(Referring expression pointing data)
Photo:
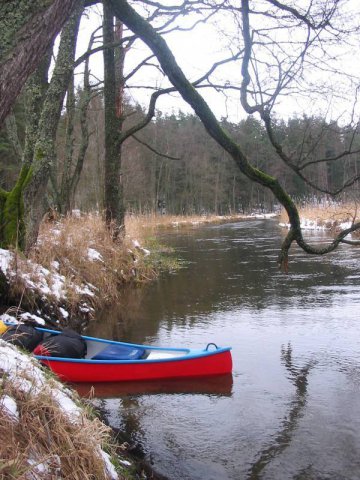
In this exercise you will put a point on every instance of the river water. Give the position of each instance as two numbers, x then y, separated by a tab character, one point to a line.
292	407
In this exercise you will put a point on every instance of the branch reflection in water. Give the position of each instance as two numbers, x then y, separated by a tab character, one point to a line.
299	378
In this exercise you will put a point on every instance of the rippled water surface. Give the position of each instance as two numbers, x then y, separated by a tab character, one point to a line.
292	408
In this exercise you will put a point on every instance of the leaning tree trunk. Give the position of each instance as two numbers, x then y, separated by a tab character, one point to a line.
27	30
114	206
44	150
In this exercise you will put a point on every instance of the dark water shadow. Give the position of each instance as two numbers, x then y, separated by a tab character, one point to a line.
282	439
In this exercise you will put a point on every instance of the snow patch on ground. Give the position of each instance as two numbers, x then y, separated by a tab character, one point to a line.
26	375
94	255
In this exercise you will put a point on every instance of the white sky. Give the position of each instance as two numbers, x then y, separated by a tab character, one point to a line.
197	50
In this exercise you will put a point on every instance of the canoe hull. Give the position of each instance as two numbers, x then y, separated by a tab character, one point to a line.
205	364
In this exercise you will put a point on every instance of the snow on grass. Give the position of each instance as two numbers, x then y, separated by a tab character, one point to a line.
22	375
94	255
40	279
5	260
319	225
30	316
10	406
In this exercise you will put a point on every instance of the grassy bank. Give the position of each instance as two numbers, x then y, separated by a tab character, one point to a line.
330	216
76	268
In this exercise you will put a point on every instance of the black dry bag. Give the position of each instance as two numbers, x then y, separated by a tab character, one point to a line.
23	336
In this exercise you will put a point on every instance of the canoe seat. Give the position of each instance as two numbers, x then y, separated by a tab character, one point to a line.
119	352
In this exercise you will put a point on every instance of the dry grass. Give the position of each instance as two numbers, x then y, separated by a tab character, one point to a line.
334	214
70	245
43	443
137	224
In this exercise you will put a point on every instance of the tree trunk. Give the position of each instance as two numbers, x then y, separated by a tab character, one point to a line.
27	30
44	151
114	207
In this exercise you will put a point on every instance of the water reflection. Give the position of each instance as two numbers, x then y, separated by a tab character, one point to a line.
299	378
288	416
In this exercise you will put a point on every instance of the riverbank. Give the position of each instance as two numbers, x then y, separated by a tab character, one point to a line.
326	216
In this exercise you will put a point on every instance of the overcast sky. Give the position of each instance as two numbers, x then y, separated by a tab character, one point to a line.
197	50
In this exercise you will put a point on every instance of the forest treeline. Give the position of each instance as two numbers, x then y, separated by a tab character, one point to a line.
173	165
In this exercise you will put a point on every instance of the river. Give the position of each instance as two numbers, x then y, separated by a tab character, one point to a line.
292	407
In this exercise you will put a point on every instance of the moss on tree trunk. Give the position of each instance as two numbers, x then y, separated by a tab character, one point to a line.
12	228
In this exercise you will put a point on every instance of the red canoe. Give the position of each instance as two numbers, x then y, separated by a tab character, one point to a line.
110	361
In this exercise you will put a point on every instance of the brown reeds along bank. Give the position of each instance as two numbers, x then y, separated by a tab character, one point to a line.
328	216
45	431
76	268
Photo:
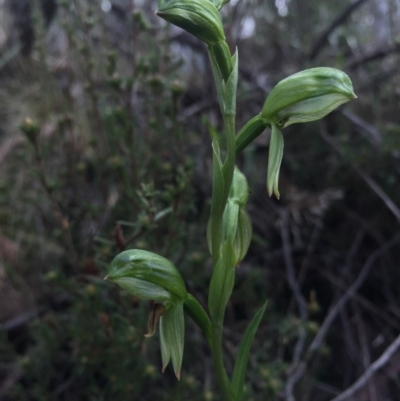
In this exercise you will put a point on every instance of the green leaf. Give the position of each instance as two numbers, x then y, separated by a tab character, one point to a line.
242	358
222	282
165	350
217	200
274	160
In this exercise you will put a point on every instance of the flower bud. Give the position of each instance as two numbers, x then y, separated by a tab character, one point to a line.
307	96
147	275
197	17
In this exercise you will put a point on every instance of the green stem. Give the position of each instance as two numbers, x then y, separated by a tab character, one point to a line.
223	379
216	224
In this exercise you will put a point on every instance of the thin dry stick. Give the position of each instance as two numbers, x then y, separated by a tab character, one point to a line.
367	178
296	369
316	343
368	374
340	19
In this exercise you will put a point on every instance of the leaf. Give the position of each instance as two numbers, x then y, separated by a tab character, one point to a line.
242	358
222	282
274	160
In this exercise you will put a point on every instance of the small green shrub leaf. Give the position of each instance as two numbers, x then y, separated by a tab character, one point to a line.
242	358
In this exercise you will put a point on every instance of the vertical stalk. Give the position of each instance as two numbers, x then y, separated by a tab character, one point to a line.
216	226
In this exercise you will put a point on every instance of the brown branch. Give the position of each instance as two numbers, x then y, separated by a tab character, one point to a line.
373	55
296	369
366	177
323	331
369	373
340	19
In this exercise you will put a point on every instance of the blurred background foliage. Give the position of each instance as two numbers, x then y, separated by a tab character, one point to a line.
104	146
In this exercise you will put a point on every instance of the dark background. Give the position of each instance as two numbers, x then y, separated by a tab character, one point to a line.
105	113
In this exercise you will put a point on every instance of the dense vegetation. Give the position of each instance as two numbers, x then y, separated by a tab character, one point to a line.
104	120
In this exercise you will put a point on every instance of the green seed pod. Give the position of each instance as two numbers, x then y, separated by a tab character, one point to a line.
197	17
148	275
307	96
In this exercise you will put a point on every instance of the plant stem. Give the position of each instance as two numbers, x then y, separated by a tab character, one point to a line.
222	377
216	226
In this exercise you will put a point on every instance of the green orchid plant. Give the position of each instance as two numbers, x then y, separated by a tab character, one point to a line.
306	96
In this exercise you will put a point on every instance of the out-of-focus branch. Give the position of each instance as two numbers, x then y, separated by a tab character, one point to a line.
366	177
375	54
340	19
323	331
373	135
368	374
296	370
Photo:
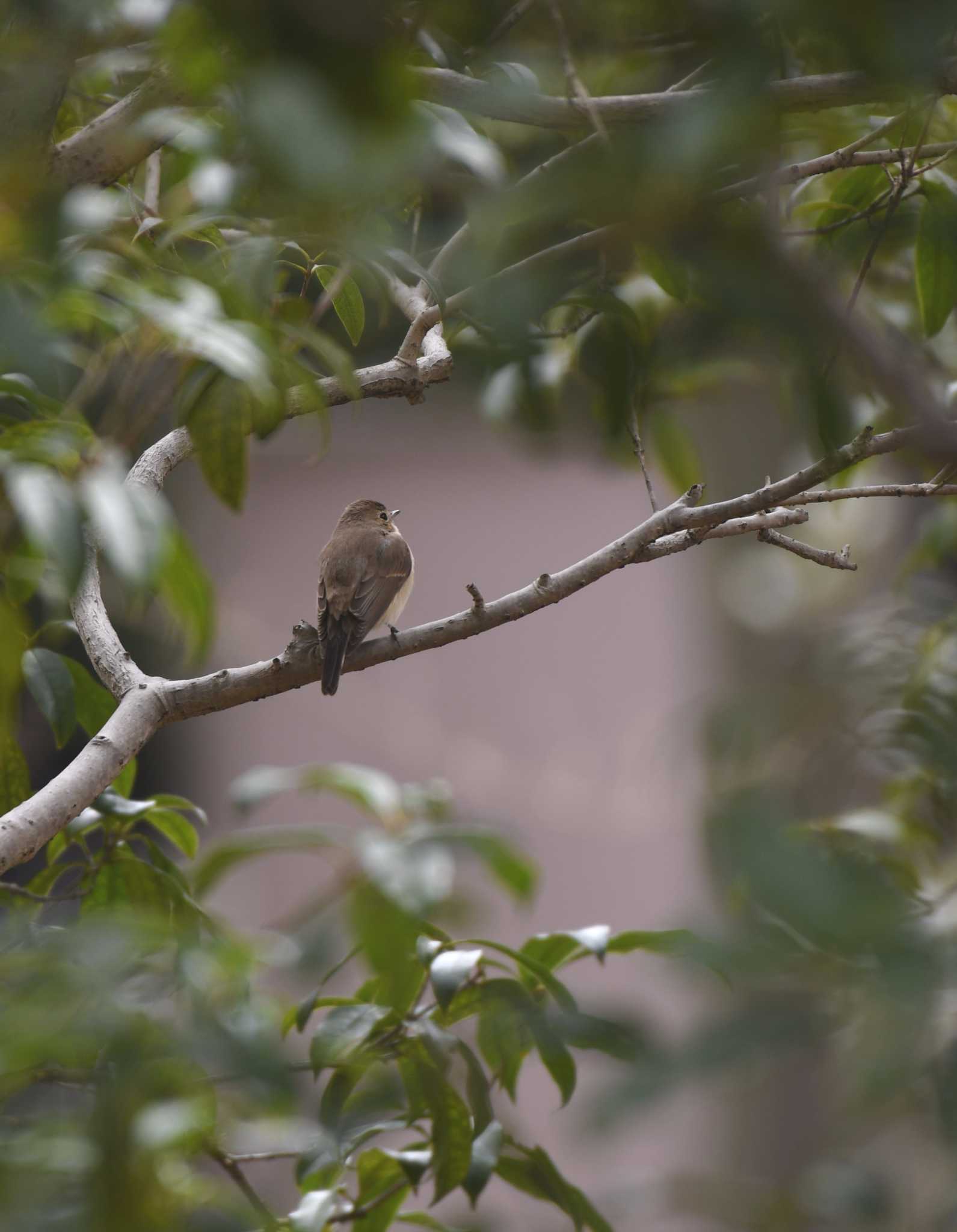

● **EXERCISE INSTRUCTIONS**
All of the entries above should be retyped exactly, with the pictures left out.

● **EXERCISE RESPONSE**
Photo:
In this exercise you will put a point on every instance of the river water. Give the position of each instance as two numbers, x then y, separated by a tab character, one point to a line.
292	407
In this exercise you will put a point on every instance of the branch reflection in water. Give the position of each instance as two numbers, x then y, separated by a tab character, one point to a line.
299	378
In this exercise you will put a point on every instance of the rippled water surface. Give the position of each instance as two numbers, x then y, separated by a tab character, one point to a line.
292	408
In this exercise you will put a point on every instance of the leaning tree trunk. Give the position of each instance as two numbers, x then y, separated by a tab character, one point to a line.
27	30
114	206
44	150
In this exercise you will put a point on every instance of the dark water shadow. Give the position of each instance as two numbers, x then y, separated by a tab character, one point to a line.
282	439
In this exercise you will put a point on every instance of the snow patch on ground. Give the position of each instance as two numbers, x then y, separated by a tab character, one point to a line.
26	375
94	255
In this exercise you will put a point on every instance of the white sky. Give the position of each instance as two numbers, x then y, separated by a tab character, one point to a line.
197	50
In this exercise you will put a point on every instance of the canoe hull. Give the position of each instance as two numbers, x then y, separated by a tab character, one point to a line.
205	364
In this exercise you will put a point on every instance of the snow on grass. Give the position of each instance as two numbers, x then y, separated by a tab character, one point to a line.
22	375
94	255
40	279
5	260
319	225
30	316
10	406
In this exercise you will put a point on every instance of the grassy bank. Give the position of each instance as two numbers, x then y, separated by a tab character, one point to a line.
330	216
76	268
In this exercise you will put a point on every instance of the black dry bag. Give the position of each instance as two numbers, x then y, separated by a tab character, one point to a line.
23	336
In this exercise you will put a point on every instance of the canoe seat. Give the position of each instance as two numbers, x then y, separated by a tab character, one point to a line.
119	352
In this exercise you will put a point on every instance of the dry grass. Give the position of each instance as two numbers, x then y, separated by a tab character, one point to a line.
334	214
70	245
43	443
137	224
In this exercise you will put a point on every instance of the tree trunk. Give the position of each instance as two numbers, x then y, separated by a tab character, one point to a line.
27	30
44	151
114	207
In this exercise you will put a point on every instance of the water reflection. Give the position of each instance as two numbers, x then y, separated by a tab character, one point to a line.
299	378
288	416
In this exercise you will put a point on every instance of the riverbank. Give the position of each instance as two numbers, x then y, separated by a tab character, one point to a line.
326	216
In this exercise you will put a point on every instance of the overcast sky. Give the position of each instance as two numbers, x then y, separated by a tab character, one point to a line.
197	50
In this exercise you will put a point on every instance of the forest treeline. Give the position of each instance as two numbers, x then y, separated by a tab character, one point to a line.
173	165
In this exercise you will put a point on every instance of the river. Give the position of each instance as two numbers, x then y, separated by a tab character, one point to a line.
292	407
In this exercise you will put a point on every instance of the moss on tree trunk. Give the position of each instance as two numbers, x then y, separated by a tab character, one point to a line.
12	228
In this exercise you will put a point on every instance of the red canoe. Give the position of each instance as two numbers, x then y, separated by a tab character, one point to a line.
110	361
In this exercise you will put a point on every instance of the brown reeds along bank. Give the position of each instance as two numbers, x then y, separated by a tab character, one point to a line.
328	216
45	431
76	268
Photo:
In this exercise you will put a point on every instance of the green leaf. Give the position of each instance as two numbers, x then y, separated by a tab character, one point to a line.
242	358
222	282
165	350
217	200
274	160
In this exercise you will put a point on every instance of the flower bud. Give the position of each instance as two numbers, x then y, separated by a tab character, one point to a line.
307	96
147	275
197	17
In this exercise you will put a point on every instance of the green stem. Give the position of each instance as two numbers, x then y, separated by a tab character, one point to a line.
223	379
216	224
In this exercise you will put a point on every instance of the thin dry stick. Give the position of each instance as two numbers, x then y, separated by a tab character, one point to a line.
367	178
296	369
316	343
368	374
340	19
In this exercise you will put a point on every instance of the leaf. Give the position of each instance as two numbers, x then y, separated by a tab character, one point to a line.
242	358
222	282
274	160
In this exercise you will put a point on every instance of the small green shrub leaf. Give the position of each instance as two numbers, x then y, separated by a tab character, one point to a line.
242	358
In this exercise you will put a point on every instance of the vertical stalk. Give the position of each instance as two numbers, x then y, separated by a tab character, one point to a line.
216	226
In this exercise you will put a point on every instance of the brown branch. Give the position of each instance as two numbers, x then y, separated by a tab character, one point to a line.
373	55
296	369
366	177
323	331
369	373
340	19
In this exercise you will put a point on every instance of the blurred background foliage. Give the position of each instance as two numbers, x then y, separated by a tab character, one point to a line.
104	146
In this exercise you will put a point on every instance of the dark background. Give the position of each instance as two numbers, x then y, separated by a tab character, one point to a line.
105	113
In this exercise you will put a point on every instance of the dense vegetation. Give the position of each instance as two numbers, x then y, separated by a tab character, one point to a line.
104	120
In this exercise you will put a point on every instance of the green seed pod. Give the position of each instance as two numbers, x then y, separated by a tab character, one point to a line.
197	17
148	275
307	96
In this exercise you will put a point on every instance of the plant stem. Give the position of each instance as two numbers, x then y, separated by a tab character, one point to a line.
222	377
216	226
In this exercise you will put a point on every instance of the green orchid plant. Give the position of each instance as two numbers, x then y, separated by a tab character, one point to a line.
306	96
In this exercise you will put a point on every instance of the out-of-focus branch. Give the position of each instance as two numbers, x then y, separated by a tab character, one point to a line.
366	177
375	54
340	19
323	331
373	135
368	374
296	370
Photo:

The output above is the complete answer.